◆ Task to carry out ◆
According to the text on destructuring assignments, what happens in JavaScript/CoffeeScript when the form does not match exactly?

◆ Text block ◆

* * *

Destructuring assignments – when does it make sense?

Destructuring assignments of JavaScript, CoffeeScript and other languages make it possible to declare variables as if they were part of a larger data structure, and then do the necessary matching to extract the required piece from an existing data structure. For example:

// Sets a to 1 and b to 2
[a, b] = [1, 2]

Other data structures work, too:

// Sets x to 1 and z to 2.
{ x, y: { z } } = { x: 1, y: { z: 2 }}

The idea for the syntax for this resembles how pointers are defined in C. The left hand side, if it were evaluated after the assignment, would give the same result as the right hand side.

So, how does this generalize?

For one, you could implement "destructuring" for simple arithmetic:

// Sets x to 1.
x + 1 = 2

// Sets x to 2
x * 2 = 4

// How about this?
// Possible solutions are x = 3 and x = -3.
x * x = 9

// Or one of these?
x % 4 = 3
sin(x) = 0.0
0 * x = 0

For cases where there are multiple answers, we could either pick one by random (indeed, Math.random() could be defined as 0 * x = 0; x) or alternatively treat x as a generator which yields a different value every time it is accessed.

There's probably a some academic value in that, but let's consider some more realistic alternatives.

JavaScript/CoffeeScript currently require that the form matches exactly, or a runtime error is produced. But there is value in matching the form optionally, and using the information about whether it matched to make a decision:

For example, an assembler:

instruction = line.trim().split(/\s+/)

if (['mov', target, source] = instruction) {
    // handle 'mov'
} else if (['add', target, lhs, rhs] = instruction) {
    // handle 'add'
} ...

In fact, here's a generalization of switch (much like in Haskell, etc.):

switch (instruction) {
    case ['mov', target, source]:
        ...
    case ['add', target, lhs, rhs]:
        ...
}

If we can do this:

var str = "Variable foo is $foo";

why not do this:

"$name.png" = filename;

which would trigger a regular expression match for (.*)\.png. Of course, we need to figure out what this means:

"$name.$extension" = filename;

Now does "foo.bar.txt" split into "foo.bar" and "txt" or "foo" and "bar.txt"? Perhaps we should be able to write the regular expression ourselves, using a hypothetical syntax:

/(.*$name)\.(.*$extension)/ = "foo.bar.txt";

Which would result in "foo.bar" and "txt". And if you wanted otherwise, you could do

/(.*?$name)\.(.*$extension)/ = "foo.bar.txt";
// Extract bits 4-7 to x
0b00000000$(x)0000 = 0x00ff;

I'm not sure how feasible that syntax is, looks a bit odd.

If you have a tree or some other kind of data structure without native support, how would you write matchers for it?

* * *

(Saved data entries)
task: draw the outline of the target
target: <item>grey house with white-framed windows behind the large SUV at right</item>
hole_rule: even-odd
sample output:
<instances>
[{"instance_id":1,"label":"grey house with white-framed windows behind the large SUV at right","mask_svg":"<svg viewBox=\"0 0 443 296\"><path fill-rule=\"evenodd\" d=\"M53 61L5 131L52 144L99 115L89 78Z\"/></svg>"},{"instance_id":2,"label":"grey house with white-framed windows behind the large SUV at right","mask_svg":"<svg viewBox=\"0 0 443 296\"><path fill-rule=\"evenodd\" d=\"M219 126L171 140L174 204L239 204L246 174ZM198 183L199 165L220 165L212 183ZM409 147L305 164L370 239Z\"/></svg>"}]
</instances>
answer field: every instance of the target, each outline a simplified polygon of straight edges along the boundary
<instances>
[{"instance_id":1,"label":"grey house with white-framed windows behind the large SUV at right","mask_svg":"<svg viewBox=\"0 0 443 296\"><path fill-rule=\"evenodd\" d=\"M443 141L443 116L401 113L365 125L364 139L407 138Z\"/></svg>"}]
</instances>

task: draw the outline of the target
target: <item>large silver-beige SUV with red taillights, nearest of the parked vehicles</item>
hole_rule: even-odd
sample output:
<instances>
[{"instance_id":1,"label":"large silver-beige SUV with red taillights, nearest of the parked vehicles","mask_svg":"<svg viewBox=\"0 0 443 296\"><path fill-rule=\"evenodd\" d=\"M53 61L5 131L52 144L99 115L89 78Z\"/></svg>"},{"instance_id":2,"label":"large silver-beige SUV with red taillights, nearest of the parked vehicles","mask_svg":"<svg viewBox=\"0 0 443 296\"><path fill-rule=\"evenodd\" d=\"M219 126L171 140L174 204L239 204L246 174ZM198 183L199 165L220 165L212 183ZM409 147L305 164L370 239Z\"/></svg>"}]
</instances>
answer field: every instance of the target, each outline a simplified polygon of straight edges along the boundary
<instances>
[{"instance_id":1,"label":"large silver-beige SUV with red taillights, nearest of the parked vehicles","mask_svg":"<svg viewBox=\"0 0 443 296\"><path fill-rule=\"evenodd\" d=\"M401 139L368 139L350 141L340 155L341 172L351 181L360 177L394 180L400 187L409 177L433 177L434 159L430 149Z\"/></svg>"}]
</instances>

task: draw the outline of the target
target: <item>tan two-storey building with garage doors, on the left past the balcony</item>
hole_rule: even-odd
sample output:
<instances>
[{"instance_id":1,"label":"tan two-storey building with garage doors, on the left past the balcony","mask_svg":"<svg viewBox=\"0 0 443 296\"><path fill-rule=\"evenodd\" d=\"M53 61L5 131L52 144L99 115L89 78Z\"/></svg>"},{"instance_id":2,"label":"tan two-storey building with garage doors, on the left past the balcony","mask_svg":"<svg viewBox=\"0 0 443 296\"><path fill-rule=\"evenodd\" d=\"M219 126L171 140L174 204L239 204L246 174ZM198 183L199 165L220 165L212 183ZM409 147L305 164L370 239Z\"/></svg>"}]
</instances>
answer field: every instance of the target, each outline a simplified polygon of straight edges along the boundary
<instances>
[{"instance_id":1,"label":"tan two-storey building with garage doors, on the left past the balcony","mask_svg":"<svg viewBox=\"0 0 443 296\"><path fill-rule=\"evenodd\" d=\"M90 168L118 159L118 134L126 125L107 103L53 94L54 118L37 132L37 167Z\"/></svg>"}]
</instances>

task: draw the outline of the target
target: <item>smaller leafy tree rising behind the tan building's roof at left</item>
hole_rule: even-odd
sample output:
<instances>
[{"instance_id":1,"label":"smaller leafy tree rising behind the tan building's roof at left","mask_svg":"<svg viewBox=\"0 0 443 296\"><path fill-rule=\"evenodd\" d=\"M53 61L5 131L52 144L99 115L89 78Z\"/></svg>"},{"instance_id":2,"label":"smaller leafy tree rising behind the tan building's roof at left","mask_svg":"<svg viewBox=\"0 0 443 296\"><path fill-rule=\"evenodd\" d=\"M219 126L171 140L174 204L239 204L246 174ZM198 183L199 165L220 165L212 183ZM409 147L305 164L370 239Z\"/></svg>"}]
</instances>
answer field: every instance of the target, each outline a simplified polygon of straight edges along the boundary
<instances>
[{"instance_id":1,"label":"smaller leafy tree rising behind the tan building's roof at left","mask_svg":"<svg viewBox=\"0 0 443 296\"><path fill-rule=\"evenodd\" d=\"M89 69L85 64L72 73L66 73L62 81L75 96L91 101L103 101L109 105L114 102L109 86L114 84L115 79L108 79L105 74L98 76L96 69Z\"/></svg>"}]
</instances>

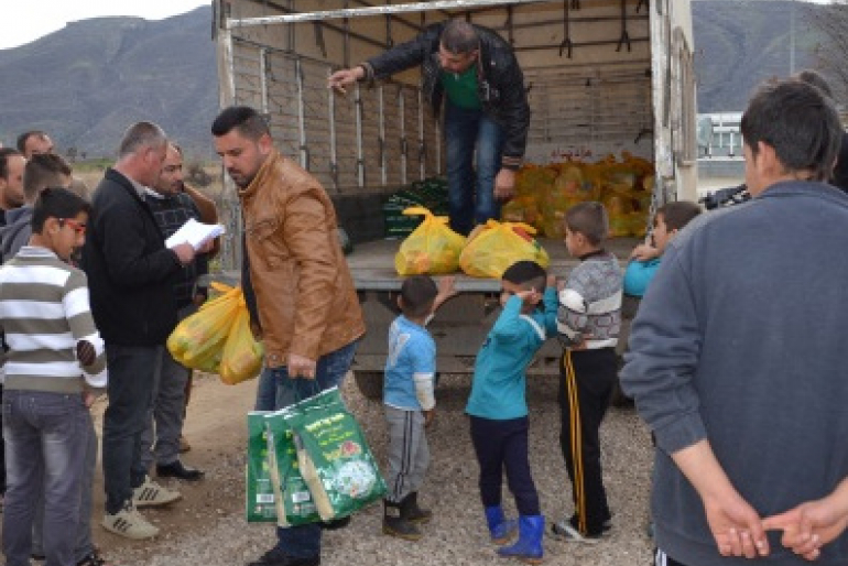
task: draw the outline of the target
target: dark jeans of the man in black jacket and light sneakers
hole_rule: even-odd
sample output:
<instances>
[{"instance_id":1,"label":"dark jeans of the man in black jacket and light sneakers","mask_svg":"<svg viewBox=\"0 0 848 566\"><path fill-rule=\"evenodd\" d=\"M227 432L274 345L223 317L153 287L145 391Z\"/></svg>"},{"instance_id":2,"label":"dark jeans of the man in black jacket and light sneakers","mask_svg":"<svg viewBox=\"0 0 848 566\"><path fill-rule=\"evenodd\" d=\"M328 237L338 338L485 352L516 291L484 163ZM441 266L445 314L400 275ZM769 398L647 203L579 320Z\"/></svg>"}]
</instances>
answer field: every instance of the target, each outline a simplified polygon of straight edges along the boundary
<instances>
[{"instance_id":1,"label":"dark jeans of the man in black jacket and light sneakers","mask_svg":"<svg viewBox=\"0 0 848 566\"><path fill-rule=\"evenodd\" d=\"M144 482L141 435L164 351L164 346L106 346L109 405L104 414L102 458L109 514L120 511L132 499L132 490Z\"/></svg>"}]
</instances>

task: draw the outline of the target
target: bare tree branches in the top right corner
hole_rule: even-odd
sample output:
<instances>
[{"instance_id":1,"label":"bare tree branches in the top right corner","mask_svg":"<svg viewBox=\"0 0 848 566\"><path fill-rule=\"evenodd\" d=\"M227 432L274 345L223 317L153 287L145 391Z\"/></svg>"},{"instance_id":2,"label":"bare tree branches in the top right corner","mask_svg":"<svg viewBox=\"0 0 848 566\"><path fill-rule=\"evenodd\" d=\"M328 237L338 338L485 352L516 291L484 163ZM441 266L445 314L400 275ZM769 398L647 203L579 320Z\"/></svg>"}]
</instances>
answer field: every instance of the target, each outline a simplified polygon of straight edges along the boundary
<instances>
[{"instance_id":1,"label":"bare tree branches in the top right corner","mask_svg":"<svg viewBox=\"0 0 848 566\"><path fill-rule=\"evenodd\" d=\"M827 76L837 102L848 100L848 0L808 4L805 17L822 34L816 46L818 66Z\"/></svg>"}]
</instances>

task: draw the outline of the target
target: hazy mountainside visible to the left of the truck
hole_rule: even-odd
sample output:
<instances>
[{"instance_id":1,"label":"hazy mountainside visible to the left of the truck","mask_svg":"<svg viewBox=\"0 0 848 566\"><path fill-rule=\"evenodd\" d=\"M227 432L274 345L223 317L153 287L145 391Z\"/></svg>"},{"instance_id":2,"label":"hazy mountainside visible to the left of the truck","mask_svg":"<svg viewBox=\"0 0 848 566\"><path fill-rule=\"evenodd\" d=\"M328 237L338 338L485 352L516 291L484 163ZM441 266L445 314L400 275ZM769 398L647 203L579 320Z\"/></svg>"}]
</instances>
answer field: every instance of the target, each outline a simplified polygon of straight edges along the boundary
<instances>
[{"instance_id":1,"label":"hazy mountainside visible to the left of the truck","mask_svg":"<svg viewBox=\"0 0 848 566\"><path fill-rule=\"evenodd\" d=\"M211 155L218 105L211 9L161 21L96 18L0 51L0 140L40 129L62 148L113 155L138 120Z\"/></svg>"}]
</instances>

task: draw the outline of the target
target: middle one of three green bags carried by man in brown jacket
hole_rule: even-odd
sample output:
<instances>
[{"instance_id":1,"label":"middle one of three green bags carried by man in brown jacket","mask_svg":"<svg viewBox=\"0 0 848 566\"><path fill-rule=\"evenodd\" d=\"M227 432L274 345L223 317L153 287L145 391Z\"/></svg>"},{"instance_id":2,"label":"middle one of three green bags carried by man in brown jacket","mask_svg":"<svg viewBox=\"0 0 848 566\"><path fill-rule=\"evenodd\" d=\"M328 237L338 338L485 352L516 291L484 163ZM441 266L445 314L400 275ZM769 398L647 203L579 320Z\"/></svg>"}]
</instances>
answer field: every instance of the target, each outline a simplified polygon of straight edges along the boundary
<instances>
[{"instance_id":1,"label":"middle one of three green bags carried by man in brown jacket","mask_svg":"<svg viewBox=\"0 0 848 566\"><path fill-rule=\"evenodd\" d=\"M301 475L293 434L284 418L286 411L283 409L265 417L276 524L282 527L320 521L309 488Z\"/></svg>"}]
</instances>

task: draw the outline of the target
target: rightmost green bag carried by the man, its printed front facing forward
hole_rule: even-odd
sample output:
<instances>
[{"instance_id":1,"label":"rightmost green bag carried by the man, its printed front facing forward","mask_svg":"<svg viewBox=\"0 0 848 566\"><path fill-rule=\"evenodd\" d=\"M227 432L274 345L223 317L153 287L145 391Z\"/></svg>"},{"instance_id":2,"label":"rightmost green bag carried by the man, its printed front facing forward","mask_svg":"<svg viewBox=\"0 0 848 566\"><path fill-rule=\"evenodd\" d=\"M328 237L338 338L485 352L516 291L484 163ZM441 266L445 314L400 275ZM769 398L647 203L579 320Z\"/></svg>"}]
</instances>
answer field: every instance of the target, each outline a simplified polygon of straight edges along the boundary
<instances>
[{"instance_id":1,"label":"rightmost green bag carried by the man, its printed front facing forward","mask_svg":"<svg viewBox=\"0 0 848 566\"><path fill-rule=\"evenodd\" d=\"M383 497L385 482L338 388L292 405L283 417L322 520L347 516Z\"/></svg>"}]
</instances>

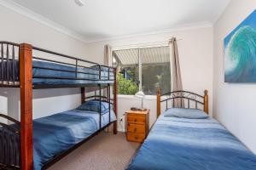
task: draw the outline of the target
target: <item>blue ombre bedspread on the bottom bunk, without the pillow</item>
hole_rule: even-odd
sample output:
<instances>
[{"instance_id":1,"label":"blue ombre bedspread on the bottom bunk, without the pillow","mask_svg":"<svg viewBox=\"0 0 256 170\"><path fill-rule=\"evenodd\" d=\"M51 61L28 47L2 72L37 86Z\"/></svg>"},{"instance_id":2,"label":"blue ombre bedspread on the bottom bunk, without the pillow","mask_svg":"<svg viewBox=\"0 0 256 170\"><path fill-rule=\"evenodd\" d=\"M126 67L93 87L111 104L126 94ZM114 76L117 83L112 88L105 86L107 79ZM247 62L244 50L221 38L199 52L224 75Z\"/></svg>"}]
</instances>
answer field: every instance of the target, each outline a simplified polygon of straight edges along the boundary
<instances>
[{"instance_id":1,"label":"blue ombre bedspread on the bottom bunk, without the pillow","mask_svg":"<svg viewBox=\"0 0 256 170\"><path fill-rule=\"evenodd\" d=\"M116 117L111 111L113 122ZM102 115L102 127L109 114ZM39 170L53 156L86 139L99 129L99 114L92 111L72 110L33 121L34 170Z\"/></svg>"}]
</instances>

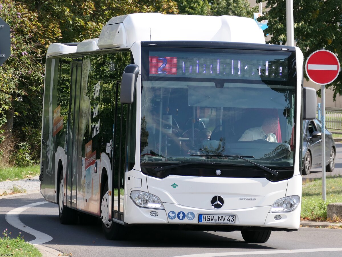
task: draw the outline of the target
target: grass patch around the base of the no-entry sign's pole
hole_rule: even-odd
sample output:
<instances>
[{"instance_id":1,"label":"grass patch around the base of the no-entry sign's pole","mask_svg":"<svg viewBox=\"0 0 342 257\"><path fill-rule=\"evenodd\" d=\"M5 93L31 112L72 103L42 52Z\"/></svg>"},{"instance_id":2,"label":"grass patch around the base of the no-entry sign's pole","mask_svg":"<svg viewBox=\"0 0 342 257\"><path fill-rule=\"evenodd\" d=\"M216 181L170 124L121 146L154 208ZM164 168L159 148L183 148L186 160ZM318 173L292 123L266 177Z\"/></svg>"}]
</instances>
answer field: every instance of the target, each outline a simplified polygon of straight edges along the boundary
<instances>
[{"instance_id":1,"label":"grass patch around the base of the no-entry sign's pole","mask_svg":"<svg viewBox=\"0 0 342 257\"><path fill-rule=\"evenodd\" d=\"M326 203L322 199L322 179L303 181L301 211L303 219L327 220L327 205L331 203L342 203L342 176L326 179Z\"/></svg>"}]
</instances>

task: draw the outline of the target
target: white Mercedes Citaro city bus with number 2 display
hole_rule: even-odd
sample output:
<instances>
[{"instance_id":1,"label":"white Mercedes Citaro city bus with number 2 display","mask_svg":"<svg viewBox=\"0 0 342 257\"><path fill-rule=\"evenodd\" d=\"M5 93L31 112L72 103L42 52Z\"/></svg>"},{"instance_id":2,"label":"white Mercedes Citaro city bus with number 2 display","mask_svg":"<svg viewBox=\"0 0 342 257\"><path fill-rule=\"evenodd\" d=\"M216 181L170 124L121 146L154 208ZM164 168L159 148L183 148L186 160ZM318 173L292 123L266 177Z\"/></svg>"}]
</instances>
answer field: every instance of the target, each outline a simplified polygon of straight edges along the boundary
<instances>
[{"instance_id":1,"label":"white Mercedes Citaro city bus with number 2 display","mask_svg":"<svg viewBox=\"0 0 342 257\"><path fill-rule=\"evenodd\" d=\"M129 14L52 44L41 194L62 224L100 217L107 239L152 224L253 243L298 230L301 121L316 114L302 68L299 48L233 16Z\"/></svg>"}]
</instances>

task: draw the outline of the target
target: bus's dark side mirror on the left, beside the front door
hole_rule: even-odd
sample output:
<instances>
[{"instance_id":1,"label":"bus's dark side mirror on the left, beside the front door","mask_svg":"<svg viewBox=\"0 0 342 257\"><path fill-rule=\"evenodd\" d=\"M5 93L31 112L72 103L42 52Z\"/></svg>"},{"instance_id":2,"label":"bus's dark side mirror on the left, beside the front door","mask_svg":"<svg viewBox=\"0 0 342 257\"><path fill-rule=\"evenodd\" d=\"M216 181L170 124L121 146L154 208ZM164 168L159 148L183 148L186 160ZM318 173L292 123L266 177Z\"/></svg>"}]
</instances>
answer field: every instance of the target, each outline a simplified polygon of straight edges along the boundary
<instances>
[{"instance_id":1,"label":"bus's dark side mirror on the left, beside the front door","mask_svg":"<svg viewBox=\"0 0 342 257\"><path fill-rule=\"evenodd\" d=\"M134 91L136 87L136 80L139 75L139 66L136 64L129 64L123 70L121 89L120 89L120 102L133 103Z\"/></svg>"}]
</instances>

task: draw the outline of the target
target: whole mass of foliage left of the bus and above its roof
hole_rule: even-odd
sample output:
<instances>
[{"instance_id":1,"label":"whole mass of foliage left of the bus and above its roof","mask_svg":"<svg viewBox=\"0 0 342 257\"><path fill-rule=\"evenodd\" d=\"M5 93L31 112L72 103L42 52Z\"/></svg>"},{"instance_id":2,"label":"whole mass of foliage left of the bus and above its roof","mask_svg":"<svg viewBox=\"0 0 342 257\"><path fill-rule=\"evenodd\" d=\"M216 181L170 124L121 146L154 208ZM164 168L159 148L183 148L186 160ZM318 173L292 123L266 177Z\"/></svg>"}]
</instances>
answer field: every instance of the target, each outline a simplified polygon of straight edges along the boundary
<instances>
[{"instance_id":1,"label":"whole mass of foliage left of the bus and above its roof","mask_svg":"<svg viewBox=\"0 0 342 257\"><path fill-rule=\"evenodd\" d=\"M3 0L0 15L11 28L11 57L0 67L0 162L40 159L45 54L52 42L98 37L113 16L177 13L168 0ZM11 147L9 147L11 145Z\"/></svg>"}]
</instances>

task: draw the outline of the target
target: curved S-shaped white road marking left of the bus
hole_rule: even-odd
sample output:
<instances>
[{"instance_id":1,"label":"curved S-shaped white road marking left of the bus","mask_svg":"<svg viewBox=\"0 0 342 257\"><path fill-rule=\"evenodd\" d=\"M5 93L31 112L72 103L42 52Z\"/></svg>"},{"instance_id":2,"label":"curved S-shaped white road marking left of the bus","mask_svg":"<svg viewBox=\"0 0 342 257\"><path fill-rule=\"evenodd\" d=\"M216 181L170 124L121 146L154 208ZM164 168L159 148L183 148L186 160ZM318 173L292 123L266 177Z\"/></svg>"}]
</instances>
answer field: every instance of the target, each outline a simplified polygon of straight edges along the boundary
<instances>
[{"instance_id":1,"label":"curved S-shaped white road marking left of the bus","mask_svg":"<svg viewBox=\"0 0 342 257\"><path fill-rule=\"evenodd\" d=\"M31 234L31 235L36 237L35 240L32 240L29 243L34 244L34 245L39 245L39 244L43 244L43 243L49 242L49 241L51 241L53 239L51 236L49 236L47 234L44 234L44 233L42 233L42 232L40 232L38 230L32 229L30 227L27 227L19 219L19 214L22 213L23 211L25 211L26 209L35 207L35 206L40 205L40 204L46 204L46 203L48 203L48 202L46 202L46 201L44 201L44 202L37 202L37 203L25 205L23 207L15 208L15 209L13 209L13 210L11 210L11 211L6 213L5 219L13 227L15 227L15 228L17 228L17 229L19 229L21 231L27 232L27 233L29 233L29 234Z\"/></svg>"}]
</instances>

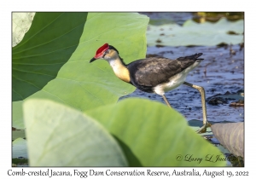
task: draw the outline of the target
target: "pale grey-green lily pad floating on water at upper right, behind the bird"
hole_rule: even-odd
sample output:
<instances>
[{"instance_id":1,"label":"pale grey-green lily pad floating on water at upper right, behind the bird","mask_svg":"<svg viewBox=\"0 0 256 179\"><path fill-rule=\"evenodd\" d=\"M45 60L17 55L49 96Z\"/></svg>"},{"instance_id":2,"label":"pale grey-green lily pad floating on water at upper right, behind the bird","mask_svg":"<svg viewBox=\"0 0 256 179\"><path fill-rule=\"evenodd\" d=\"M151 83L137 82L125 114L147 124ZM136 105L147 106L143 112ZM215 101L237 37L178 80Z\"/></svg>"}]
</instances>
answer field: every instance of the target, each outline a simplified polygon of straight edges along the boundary
<instances>
[{"instance_id":1,"label":"pale grey-green lily pad floating on water at upper right, behind the bird","mask_svg":"<svg viewBox=\"0 0 256 179\"><path fill-rule=\"evenodd\" d=\"M201 24L187 20L183 26L166 24L148 25L148 46L213 46L219 43L238 44L243 40L243 20L231 22L222 18L218 22ZM230 34L235 32L236 35Z\"/></svg>"}]
</instances>

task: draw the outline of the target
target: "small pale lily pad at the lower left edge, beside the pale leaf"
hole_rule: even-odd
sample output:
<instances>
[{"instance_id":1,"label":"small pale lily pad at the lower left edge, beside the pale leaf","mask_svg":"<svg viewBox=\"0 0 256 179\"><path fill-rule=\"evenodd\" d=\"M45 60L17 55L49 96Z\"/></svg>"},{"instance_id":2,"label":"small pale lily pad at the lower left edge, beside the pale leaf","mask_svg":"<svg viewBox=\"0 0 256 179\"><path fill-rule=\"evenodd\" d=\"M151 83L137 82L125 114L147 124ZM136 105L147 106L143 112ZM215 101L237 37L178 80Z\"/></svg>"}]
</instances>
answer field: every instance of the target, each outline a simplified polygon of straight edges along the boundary
<instances>
[{"instance_id":1,"label":"small pale lily pad at the lower left edge, beside the pale leaf","mask_svg":"<svg viewBox=\"0 0 256 179\"><path fill-rule=\"evenodd\" d=\"M22 138L17 138L13 141L12 144L12 159L15 158L26 158L27 159L27 147L26 147L26 140Z\"/></svg>"}]
</instances>

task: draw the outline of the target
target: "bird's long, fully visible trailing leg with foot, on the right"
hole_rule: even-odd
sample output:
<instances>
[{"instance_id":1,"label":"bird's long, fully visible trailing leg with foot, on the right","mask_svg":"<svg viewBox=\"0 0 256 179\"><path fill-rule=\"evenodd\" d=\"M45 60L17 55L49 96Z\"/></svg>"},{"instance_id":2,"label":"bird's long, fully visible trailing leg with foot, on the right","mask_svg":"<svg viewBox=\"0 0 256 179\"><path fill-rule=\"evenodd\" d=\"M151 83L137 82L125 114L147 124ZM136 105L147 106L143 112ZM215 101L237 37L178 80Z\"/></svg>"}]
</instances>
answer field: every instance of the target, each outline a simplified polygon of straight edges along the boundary
<instances>
[{"instance_id":1,"label":"bird's long, fully visible trailing leg with foot, on the right","mask_svg":"<svg viewBox=\"0 0 256 179\"><path fill-rule=\"evenodd\" d=\"M190 86L196 90L199 90L201 94L201 106L202 106L202 113L203 113L203 126L197 130L197 133L203 133L207 131L207 127L210 127L211 124L207 120L207 105L206 105L206 93L203 87L197 86L195 84L189 84L188 82L184 82L183 84Z\"/></svg>"}]
</instances>

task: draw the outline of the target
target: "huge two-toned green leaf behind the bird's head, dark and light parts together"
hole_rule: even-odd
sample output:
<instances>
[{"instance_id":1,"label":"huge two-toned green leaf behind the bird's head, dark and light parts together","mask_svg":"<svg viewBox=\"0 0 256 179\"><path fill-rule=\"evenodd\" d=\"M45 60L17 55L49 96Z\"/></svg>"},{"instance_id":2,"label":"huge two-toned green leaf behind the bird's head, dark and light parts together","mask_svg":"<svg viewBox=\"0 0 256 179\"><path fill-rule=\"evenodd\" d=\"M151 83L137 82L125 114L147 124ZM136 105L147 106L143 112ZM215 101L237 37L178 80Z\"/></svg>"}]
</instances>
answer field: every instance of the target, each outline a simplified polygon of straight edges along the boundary
<instances>
[{"instance_id":1,"label":"huge two-toned green leaf behind the bird's head, dark and light parts together","mask_svg":"<svg viewBox=\"0 0 256 179\"><path fill-rule=\"evenodd\" d=\"M13 48L13 101L44 98L85 111L131 93L106 61L89 61L103 43L126 62L145 57L147 24L137 13L37 13Z\"/></svg>"}]
</instances>

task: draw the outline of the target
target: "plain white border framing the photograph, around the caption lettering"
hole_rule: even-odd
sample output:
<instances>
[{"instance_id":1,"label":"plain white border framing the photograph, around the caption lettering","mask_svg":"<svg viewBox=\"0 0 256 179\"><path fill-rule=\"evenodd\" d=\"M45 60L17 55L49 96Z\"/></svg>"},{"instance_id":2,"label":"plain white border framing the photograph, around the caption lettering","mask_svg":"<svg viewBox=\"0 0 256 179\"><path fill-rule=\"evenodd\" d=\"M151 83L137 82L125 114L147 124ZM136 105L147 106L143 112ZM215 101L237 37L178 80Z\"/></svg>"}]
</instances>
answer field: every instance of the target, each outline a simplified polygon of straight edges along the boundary
<instances>
[{"instance_id":1,"label":"plain white border framing the photograph, around the caption lettering","mask_svg":"<svg viewBox=\"0 0 256 179\"><path fill-rule=\"evenodd\" d=\"M251 3L252 2L252 3ZM255 55L255 5L253 1L235 1L235 0L215 0L215 1L5 1L1 4L1 65L0 65L0 83L1 83L1 152L0 152L0 176L8 176L8 170L21 170L21 168L11 167L11 12L12 11L126 11L126 12L157 12L157 11L172 11L172 12L196 12L196 11L245 11L245 128L246 128L246 146L245 146L245 167L244 168L224 168L230 171L249 171L249 176L255 175L255 148L254 141L254 72L256 63L254 64ZM228 67L228 66L227 66ZM25 168L24 170L40 170L41 168ZM54 168L55 170L70 170L74 168ZM81 168L90 170L93 168ZM105 170L107 168L96 168L95 170ZM110 168L111 170L125 170L124 168ZM147 170L149 168L137 168L137 170ZM152 168L152 170L192 170L192 168ZM46 168L42 168L46 170ZM127 170L133 170L128 168ZM195 168L201 173L205 168ZM207 170L223 170L223 168L207 168ZM15 178L18 176L9 176ZM92 177L92 176L90 176ZM119 176L118 176L119 177ZM128 176L125 176L127 178ZM134 176L136 177L136 176ZM154 176L155 178L156 176ZM163 176L161 176L163 177ZM190 176L195 178L196 176ZM198 176L197 176L198 177ZM2 177L1 177L2 178ZM6 178L6 177L4 177ZM33 177L34 178L34 177ZM41 177L42 178L42 177ZM63 176L55 178L65 178ZM70 177L69 177L70 178ZM77 177L80 178L80 177ZM94 178L102 178L97 176ZM111 176L113 178L113 176ZM117 177L116 177L117 178ZM138 178L138 177L137 177ZM140 176L140 178L148 178L148 176ZM158 177L160 178L160 177ZM218 178L216 176L215 178Z\"/></svg>"}]
</instances>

* * *

◆ Task answer ◆
A runtime error is produced.